Top of TEXT PROVIDED
Eliot Porter
American, 1901–1990
An avid nature photographer, Eliot Porter helped to pioneer technologies of color printing and fought to have color photography recognized as art. He graduated from medical school and began a career in biophysics research, but quit to pursue photography full-time after being given a solo show at Stieglitz’s An American Place in 1938. In the pamphlet accompanying the exhibition, Stieglitz wrote: “For four years I have been watching the work of Eliot Porter. In the very beginning I felt he had a vision of his own. I sensed a potentiality. These photographs now shown I believe should have an audience.”[1]
Though that exhibition featured black-and-white prints, Porter is best known for vibrant three-color dye imbibition prints of nature scenes and cultural landmarks published in books and portfolios in partnership with the Sierra Club. He traveled the world in search of subjects, photographing in Africa, Antarctica, Asia, and South America.
Bottom of TEXT PROVIDED
WHAT TO DO ->
Continue the text on Eliot Porter, starting after its final sentence.
Top of EXCERPTED RECORDS
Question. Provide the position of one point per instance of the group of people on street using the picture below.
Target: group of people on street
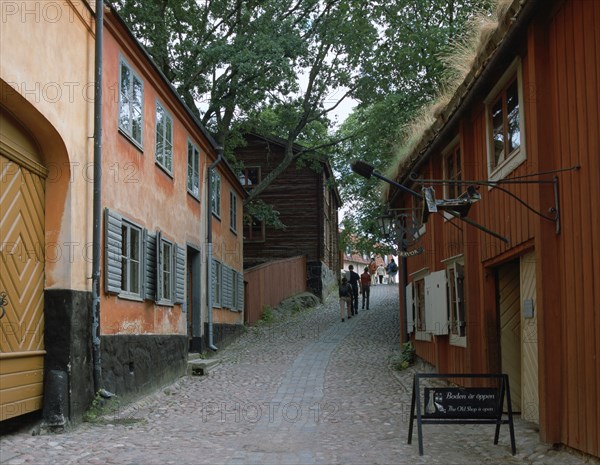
(353, 282)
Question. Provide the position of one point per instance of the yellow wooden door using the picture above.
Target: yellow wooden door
(22, 282)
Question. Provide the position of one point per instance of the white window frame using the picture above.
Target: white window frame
(519, 155)
(127, 261)
(163, 145)
(166, 273)
(455, 268)
(447, 151)
(126, 127)
(233, 212)
(436, 305)
(215, 195)
(420, 334)
(193, 170)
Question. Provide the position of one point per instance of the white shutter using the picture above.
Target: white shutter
(179, 270)
(409, 306)
(113, 241)
(436, 303)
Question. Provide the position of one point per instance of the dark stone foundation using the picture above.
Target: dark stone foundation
(134, 365)
(67, 339)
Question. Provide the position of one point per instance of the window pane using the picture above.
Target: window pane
(498, 137)
(512, 106)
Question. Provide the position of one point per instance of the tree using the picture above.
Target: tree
(405, 73)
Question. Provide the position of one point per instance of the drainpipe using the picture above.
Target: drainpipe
(211, 345)
(97, 205)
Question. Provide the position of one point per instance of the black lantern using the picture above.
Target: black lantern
(387, 225)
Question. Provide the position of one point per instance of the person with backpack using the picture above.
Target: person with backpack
(365, 287)
(345, 292)
(392, 270)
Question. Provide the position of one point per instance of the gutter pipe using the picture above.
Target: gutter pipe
(97, 198)
(209, 172)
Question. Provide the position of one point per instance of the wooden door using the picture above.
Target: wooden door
(509, 307)
(22, 280)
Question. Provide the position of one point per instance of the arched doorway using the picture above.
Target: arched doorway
(22, 270)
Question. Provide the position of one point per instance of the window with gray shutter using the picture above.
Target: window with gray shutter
(240, 294)
(112, 249)
(150, 265)
(179, 274)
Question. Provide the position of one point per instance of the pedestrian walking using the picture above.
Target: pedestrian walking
(365, 287)
(373, 271)
(392, 270)
(380, 273)
(353, 279)
(345, 292)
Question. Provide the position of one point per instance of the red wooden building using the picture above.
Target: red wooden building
(308, 203)
(527, 111)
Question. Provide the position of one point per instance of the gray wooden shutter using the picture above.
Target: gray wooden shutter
(228, 287)
(149, 265)
(159, 275)
(240, 283)
(113, 242)
(179, 270)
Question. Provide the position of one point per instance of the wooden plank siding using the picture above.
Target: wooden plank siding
(296, 194)
(270, 283)
(559, 52)
(574, 54)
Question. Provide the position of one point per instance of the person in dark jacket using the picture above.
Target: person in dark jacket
(345, 299)
(354, 279)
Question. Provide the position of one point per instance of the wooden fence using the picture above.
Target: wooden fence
(270, 283)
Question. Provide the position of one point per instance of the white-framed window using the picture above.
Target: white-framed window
(452, 169)
(131, 260)
(233, 211)
(215, 195)
(166, 265)
(164, 139)
(131, 103)
(505, 124)
(193, 176)
(455, 278)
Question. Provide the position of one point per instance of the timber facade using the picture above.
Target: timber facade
(528, 111)
(307, 201)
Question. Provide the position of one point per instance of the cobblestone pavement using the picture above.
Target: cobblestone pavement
(307, 389)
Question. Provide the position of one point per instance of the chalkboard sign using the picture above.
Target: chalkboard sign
(456, 405)
(461, 402)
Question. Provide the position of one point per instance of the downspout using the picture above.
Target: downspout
(209, 172)
(97, 204)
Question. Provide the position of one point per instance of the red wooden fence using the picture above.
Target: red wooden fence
(271, 282)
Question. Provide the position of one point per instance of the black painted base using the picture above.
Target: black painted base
(134, 365)
(67, 340)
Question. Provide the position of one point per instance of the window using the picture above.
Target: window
(164, 138)
(456, 304)
(215, 195)
(452, 172)
(165, 270)
(505, 124)
(233, 211)
(193, 182)
(250, 177)
(254, 231)
(131, 253)
(218, 283)
(131, 97)
(419, 304)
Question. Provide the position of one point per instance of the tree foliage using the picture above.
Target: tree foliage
(281, 68)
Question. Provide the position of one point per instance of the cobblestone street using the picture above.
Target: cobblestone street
(306, 390)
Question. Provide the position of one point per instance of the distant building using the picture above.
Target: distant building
(308, 203)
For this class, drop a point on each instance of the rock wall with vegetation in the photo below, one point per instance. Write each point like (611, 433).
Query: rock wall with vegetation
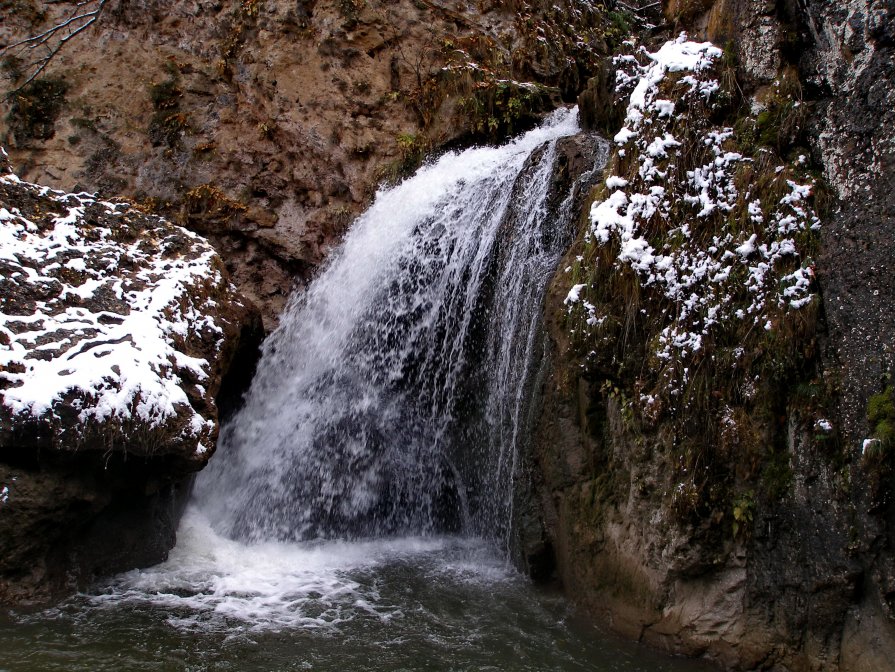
(266, 125)
(721, 383)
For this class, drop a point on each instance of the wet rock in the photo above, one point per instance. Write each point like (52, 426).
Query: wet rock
(118, 332)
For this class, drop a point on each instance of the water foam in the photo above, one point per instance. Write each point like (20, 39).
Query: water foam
(210, 582)
(373, 407)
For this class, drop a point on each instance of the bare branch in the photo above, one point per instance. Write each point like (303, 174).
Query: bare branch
(56, 37)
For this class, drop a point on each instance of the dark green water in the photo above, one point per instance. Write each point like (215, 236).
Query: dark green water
(401, 604)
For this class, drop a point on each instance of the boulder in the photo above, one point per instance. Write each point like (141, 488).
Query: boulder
(117, 330)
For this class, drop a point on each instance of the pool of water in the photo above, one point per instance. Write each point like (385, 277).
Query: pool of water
(394, 604)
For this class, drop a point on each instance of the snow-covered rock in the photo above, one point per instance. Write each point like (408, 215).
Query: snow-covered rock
(116, 330)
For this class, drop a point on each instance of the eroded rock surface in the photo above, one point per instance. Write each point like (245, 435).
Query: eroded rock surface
(756, 530)
(116, 332)
(267, 125)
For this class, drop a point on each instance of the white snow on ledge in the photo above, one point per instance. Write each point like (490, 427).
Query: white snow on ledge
(99, 321)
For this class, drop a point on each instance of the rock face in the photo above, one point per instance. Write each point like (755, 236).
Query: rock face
(267, 125)
(762, 537)
(116, 332)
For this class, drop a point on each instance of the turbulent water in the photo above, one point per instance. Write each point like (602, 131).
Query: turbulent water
(357, 514)
(392, 398)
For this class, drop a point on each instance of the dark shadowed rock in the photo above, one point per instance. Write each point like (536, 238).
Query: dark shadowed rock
(117, 330)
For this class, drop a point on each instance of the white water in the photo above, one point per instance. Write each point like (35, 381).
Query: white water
(388, 410)
(390, 398)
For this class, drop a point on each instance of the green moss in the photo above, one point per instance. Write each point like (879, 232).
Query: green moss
(881, 415)
(168, 123)
(35, 108)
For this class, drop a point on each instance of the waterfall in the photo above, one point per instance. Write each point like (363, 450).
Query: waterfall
(394, 394)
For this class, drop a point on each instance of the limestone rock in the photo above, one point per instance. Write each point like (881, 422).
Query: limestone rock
(116, 332)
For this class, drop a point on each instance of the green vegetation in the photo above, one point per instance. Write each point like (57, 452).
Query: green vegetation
(168, 123)
(208, 208)
(35, 108)
(881, 416)
(716, 410)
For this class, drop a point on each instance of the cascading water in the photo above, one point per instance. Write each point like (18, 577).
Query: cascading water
(391, 398)
(391, 404)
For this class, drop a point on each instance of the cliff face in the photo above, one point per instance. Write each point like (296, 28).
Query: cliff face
(735, 499)
(117, 330)
(267, 125)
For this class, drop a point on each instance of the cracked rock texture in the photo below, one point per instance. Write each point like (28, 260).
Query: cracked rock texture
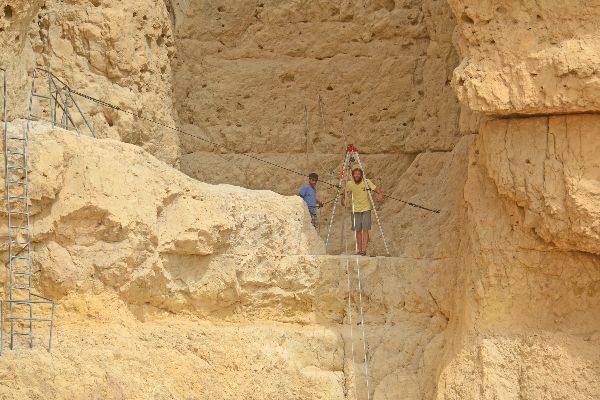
(528, 56)
(175, 284)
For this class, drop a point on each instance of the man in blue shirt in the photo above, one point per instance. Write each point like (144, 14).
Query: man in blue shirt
(308, 192)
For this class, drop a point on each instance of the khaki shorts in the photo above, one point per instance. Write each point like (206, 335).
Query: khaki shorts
(361, 221)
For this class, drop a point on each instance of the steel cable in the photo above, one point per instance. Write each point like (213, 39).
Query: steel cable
(221, 146)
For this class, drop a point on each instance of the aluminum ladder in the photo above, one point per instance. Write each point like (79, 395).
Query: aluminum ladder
(22, 301)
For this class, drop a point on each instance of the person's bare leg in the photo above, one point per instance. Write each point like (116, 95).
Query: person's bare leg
(365, 241)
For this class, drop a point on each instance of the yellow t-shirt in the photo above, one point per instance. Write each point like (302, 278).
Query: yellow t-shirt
(359, 198)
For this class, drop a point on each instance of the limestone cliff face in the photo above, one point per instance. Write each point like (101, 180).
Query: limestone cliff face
(495, 297)
(245, 72)
(527, 56)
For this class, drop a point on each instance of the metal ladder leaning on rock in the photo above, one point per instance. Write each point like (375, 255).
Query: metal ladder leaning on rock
(24, 305)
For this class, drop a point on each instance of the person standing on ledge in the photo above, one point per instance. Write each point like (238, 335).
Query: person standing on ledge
(308, 192)
(361, 206)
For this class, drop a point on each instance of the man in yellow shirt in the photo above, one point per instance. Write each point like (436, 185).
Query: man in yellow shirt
(361, 206)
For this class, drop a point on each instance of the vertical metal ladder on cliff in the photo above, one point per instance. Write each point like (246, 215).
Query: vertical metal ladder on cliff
(22, 301)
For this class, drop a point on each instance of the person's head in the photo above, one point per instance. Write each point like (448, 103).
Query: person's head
(313, 179)
(357, 174)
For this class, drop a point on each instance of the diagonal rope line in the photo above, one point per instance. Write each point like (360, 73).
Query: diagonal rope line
(221, 146)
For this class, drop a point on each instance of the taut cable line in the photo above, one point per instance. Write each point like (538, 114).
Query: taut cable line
(223, 147)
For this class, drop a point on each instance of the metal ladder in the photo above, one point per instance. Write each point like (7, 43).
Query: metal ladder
(21, 299)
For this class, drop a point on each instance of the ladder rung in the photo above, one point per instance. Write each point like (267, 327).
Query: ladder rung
(29, 319)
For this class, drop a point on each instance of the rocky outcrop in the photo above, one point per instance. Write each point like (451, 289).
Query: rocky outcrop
(118, 51)
(527, 57)
(380, 70)
(230, 280)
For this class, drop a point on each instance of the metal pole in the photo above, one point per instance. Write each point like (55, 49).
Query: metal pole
(81, 113)
(1, 326)
(52, 106)
(51, 329)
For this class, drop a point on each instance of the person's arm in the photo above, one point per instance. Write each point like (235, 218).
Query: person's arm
(379, 194)
(302, 192)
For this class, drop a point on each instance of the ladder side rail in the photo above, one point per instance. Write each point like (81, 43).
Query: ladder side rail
(360, 302)
(373, 204)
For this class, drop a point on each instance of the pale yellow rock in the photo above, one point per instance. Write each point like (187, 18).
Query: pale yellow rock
(528, 56)
(168, 287)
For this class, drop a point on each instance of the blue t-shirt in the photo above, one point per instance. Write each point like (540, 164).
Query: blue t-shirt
(309, 194)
Bottom of EXCERPTED RECORDS
EXERCISE RESPONSE ->
Porter was among the last American photographers to be mentored by Stieglitz; he was introduced by his younger brother, painter Fairfield Porter, in the early 1930s. In 1979 the Metropolitan Museum of Art, New York, devoted an exhibition, Intimate Landscapes, to Porter’s work—the museum’s first solo show devoted to color photography.
[1] An American Place, Eliot Porter: Exhibition of Photographs, exh. cat. (An American Place, 1939), n.p.